▶ _Aim_
Return the records in full, exactly as given.

Location identification entries

^^^^

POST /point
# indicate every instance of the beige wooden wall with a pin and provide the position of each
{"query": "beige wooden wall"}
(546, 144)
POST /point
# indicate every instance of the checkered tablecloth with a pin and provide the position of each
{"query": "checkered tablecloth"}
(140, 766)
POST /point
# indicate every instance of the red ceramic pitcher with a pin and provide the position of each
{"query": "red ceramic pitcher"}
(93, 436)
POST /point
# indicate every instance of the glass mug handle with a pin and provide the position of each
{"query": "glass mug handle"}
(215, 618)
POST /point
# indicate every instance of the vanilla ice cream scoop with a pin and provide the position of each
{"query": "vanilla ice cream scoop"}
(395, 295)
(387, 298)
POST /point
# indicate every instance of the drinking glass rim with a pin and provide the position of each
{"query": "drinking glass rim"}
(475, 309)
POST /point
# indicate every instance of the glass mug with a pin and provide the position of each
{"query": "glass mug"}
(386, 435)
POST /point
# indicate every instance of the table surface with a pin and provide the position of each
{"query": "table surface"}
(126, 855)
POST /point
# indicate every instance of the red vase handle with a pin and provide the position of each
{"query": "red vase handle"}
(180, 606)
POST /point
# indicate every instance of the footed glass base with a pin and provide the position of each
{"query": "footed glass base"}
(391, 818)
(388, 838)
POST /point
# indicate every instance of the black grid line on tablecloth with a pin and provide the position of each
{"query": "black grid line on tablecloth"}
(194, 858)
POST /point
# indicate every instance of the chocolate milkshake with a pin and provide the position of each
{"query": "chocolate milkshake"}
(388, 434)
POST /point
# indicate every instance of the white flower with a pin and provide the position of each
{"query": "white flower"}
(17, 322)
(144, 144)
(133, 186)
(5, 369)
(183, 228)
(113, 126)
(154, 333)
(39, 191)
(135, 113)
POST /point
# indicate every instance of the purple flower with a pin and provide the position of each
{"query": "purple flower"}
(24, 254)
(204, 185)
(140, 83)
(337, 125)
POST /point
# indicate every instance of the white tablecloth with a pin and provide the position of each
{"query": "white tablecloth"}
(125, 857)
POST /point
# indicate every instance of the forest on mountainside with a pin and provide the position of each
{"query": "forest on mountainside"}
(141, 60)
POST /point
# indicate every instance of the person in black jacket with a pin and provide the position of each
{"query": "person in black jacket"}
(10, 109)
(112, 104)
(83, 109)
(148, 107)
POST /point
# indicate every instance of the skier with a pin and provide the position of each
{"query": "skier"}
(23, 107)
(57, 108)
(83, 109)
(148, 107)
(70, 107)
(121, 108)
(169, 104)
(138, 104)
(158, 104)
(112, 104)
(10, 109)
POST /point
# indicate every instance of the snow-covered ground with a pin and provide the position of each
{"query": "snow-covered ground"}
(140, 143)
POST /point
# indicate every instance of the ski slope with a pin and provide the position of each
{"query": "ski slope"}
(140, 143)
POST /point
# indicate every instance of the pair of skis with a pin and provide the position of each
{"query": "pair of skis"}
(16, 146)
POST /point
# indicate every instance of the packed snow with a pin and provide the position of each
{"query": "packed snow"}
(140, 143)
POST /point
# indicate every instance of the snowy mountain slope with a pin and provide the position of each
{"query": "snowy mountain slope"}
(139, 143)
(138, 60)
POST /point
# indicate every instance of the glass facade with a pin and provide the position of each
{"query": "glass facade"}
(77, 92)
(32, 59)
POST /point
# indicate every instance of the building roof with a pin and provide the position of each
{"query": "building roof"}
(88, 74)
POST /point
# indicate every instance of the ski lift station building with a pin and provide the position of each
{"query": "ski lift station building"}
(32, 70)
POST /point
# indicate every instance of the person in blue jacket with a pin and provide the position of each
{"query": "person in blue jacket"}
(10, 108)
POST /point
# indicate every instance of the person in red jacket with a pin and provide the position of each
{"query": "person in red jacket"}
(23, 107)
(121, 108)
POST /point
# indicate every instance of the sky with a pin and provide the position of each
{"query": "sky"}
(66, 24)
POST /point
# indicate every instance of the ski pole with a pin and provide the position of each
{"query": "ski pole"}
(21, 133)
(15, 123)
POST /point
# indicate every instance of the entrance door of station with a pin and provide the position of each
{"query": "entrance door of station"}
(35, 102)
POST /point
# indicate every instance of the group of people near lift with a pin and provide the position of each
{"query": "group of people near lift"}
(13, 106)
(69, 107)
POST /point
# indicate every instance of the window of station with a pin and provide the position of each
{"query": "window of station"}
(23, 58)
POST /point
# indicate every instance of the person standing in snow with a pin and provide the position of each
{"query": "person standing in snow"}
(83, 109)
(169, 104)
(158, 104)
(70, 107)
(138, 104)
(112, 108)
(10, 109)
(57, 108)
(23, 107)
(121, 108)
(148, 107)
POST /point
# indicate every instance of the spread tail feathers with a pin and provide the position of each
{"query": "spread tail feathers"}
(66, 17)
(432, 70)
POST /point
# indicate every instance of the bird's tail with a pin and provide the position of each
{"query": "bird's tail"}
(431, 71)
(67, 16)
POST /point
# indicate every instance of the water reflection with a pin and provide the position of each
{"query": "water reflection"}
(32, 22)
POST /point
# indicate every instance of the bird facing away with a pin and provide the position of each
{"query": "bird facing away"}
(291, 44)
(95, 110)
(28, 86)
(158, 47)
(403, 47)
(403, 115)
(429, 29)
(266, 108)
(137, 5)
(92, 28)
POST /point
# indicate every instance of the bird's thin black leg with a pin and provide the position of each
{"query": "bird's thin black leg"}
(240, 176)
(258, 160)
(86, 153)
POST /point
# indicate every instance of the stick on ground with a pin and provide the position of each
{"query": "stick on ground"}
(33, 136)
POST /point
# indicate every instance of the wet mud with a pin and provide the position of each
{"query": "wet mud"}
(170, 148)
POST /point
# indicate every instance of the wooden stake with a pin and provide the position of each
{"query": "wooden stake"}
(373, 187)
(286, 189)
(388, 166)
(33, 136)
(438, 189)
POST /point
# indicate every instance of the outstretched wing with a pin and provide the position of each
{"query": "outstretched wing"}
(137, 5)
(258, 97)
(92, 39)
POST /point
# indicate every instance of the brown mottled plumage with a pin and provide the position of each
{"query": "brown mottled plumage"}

^^^^

▶ _Exercise solution_
POST /point
# indicate every instance of the beige wooden wall with a pin and provide the position of each
{"query": "beige wooden wall"}
(546, 144)
POST /point
# indicate every instance of the checkered tablecloth with a pin and provide the position of each
{"query": "checkered tablecloth"}
(140, 766)
POST /point
# indicate every instance of the red ceramic pitcher with a pin and provide the position of each
{"query": "red ceramic pitcher"}
(93, 436)
POST /point
# indicate every instance of the glass mug handle with a pin and provide the position of each
{"query": "glass mug handle"}
(215, 618)
POST /point
# indicate every instance of the vanilla ice cream scoop with a pin and provide the position of each
{"query": "vanilla ice cream scoop"}
(395, 295)
(387, 298)
POST /point
# indicate every instance of the drinking glass rim with a pin and provide the position of each
{"query": "drinking glass rim"}
(475, 309)
POST /point
# indicate every instance of the glass mug with a pin and provide the position of each
{"query": "glass mug"}
(386, 435)
POST /point
# indicate every instance of the table surface with a pin and provide the position of each
{"query": "table surface"}
(126, 855)
POST /point
# indicate every instance of the red vase handle with a pin and provide the position of each
{"query": "red vase handle"}
(180, 606)
POST /point
# indicate every instance of the footed glass base with a pin and provide the position of each
{"query": "footed glass base"}
(391, 818)
(388, 838)
POST /point
# indicate every instance of the black grid line on tablecloth with a pin and provide the position of each
{"query": "black grid line on tablecloth"}
(194, 858)
POST /point
# indicate every instance of the chocolate milkshake with a pin and provide the position of each
{"query": "chocolate milkshake"}
(388, 434)
POST /point
# indicate every instance of the white flower with a pin and provide the position of each
{"query": "white flower"}
(17, 322)
(144, 144)
(133, 186)
(5, 369)
(183, 228)
(113, 126)
(154, 333)
(39, 191)
(135, 113)
POST /point
# indicate every instance of the purple flower with a pin and provide the position of each
{"query": "purple flower"}
(24, 254)
(204, 185)
(140, 83)
(337, 125)
POST /point
# indicate every instance of the white tablecloth with a pin and provide the position of each
{"query": "white tablecloth"}
(125, 857)
POST /point
# indicate every instance of the forest on mountainside with a pin and provide the position of each
{"query": "forest on mountainside"}
(141, 60)
POST /point
# indicate every instance of the person in black jacket with a pin and provide the position of each
{"query": "person in black jacket"}
(10, 109)
(112, 104)
(83, 109)
(148, 107)
POST /point
# indicate every instance of the skier with a pin and provide the position of each
{"query": "skier"}
(23, 107)
(57, 108)
(83, 109)
(148, 107)
(70, 107)
(121, 108)
(169, 104)
(138, 104)
(158, 104)
(112, 104)
(10, 109)
POST /point
# indicate every instance of the snow-covered ground with a pin and provide the position of each
{"query": "snow-covered ground"}
(140, 143)
POST /point
# indicate every instance of the ski slope with a pin and provide the position of each
{"query": "ski slope"}
(140, 143)
POST /point
# indicate every instance of the pair of skis with a pin and provide the position of each
{"query": "pair of skis"}
(16, 146)
POST /point
# indicate every instance of the packed snow with a pin and provide the position of each
{"query": "packed snow"}
(140, 143)
POST /point
# indicate every instance of the snowy mountain slope with a pin and provide the position of each
{"query": "snowy mountain slope"}
(139, 143)
(138, 60)
POST /point
# indicate every instance of the glass facade with a pin and provide the position of each
{"query": "glass facade"}
(77, 92)
(32, 59)
POST /point
# indicate every instance of the building roof with a pin and provide the position of each
{"query": "building roof"}
(88, 74)
POST /point
# indicate every instance of the ski lift station building with a pin and provide the position of each
{"query": "ski lift station building"}
(32, 70)
POST /point
# indicate every instance of the person in blue jacket with a pin and provide the position of each
{"query": "person in blue jacket"}
(10, 108)
POST /point
# indicate every instance of the person in red jacket with a pin and provide the position of each
{"query": "person in red jacket"}
(23, 107)
(121, 108)
POST /point
# indicate every instance of the sky with a pin and provide the position of each
{"query": "sky"}
(66, 24)
POST /point
# indicate every instance of the ski pole with a pin and provide the position of each
{"query": "ski pole"}
(21, 133)
(15, 123)
POST /point
# indicate every instance of the entrance door of station with a pin and provide the position of each
{"query": "entrance door of station"}
(35, 102)
POST /point
# indicate every instance of the group of people near lift with a pin and provide the position of each
{"query": "group of people near lift"}
(13, 106)
(69, 107)
POST /point
# indicate every instance of the window of station with a pin and provide the position of each
{"query": "window of station"}
(23, 58)
POST /point
# indicate every instance of the person standing in snow with a pin and provide the position of each
{"query": "person standing in snow"}
(83, 109)
(169, 104)
(158, 104)
(70, 107)
(138, 104)
(112, 108)
(10, 109)
(57, 108)
(23, 107)
(121, 108)
(148, 107)
POST /point
# indicate every instance of the spread tail feathers with a pin and provide the position of each
{"query": "spread tail feathers"}
(66, 17)
(432, 70)
POST /point
# indicate every instance of the bird's tail with a pin and provide the position of each
{"query": "bird's tail"}
(431, 71)
(67, 16)
POST /point
# indicate every instance of the water reflection with a pin and provide the position of each
{"query": "water reflection"}
(32, 22)
POST /point
# indicate every instance of the bird facing away with a pin and provide the position of each
{"query": "bird facing away"}
(291, 44)
(95, 110)
(28, 86)
(158, 47)
(403, 47)
(403, 115)
(429, 29)
(266, 108)
(137, 5)
(92, 28)
POST /point
# indicate every instance of the bird's thin black leg with a pin and provide the position of each
{"query": "bird's thin black leg"}
(240, 176)
(258, 160)
(86, 153)
POST /point
# indicate every instance of the stick on ground with a pin and provide the position of each
{"query": "stick on ground"}
(33, 136)
POST /point
# indicate every instance of the wet mud with a pin and provide the position of each
{"query": "wet mud"}
(170, 148)
POST /point
# indicate every instance of the wooden stake with a pin and provide the position of each
{"query": "wooden stake"}
(373, 187)
(286, 189)
(388, 166)
(33, 136)
(438, 189)
POST /point
# indicate every instance of the outstretched wing with a pin and provide the position of each
{"query": "outstretched wing"}
(137, 5)
(258, 97)
(92, 39)
POST /point
# indicate every instance of the brown mottled plumage with a pin and provide the position of each
{"query": "brown mottled plumage"}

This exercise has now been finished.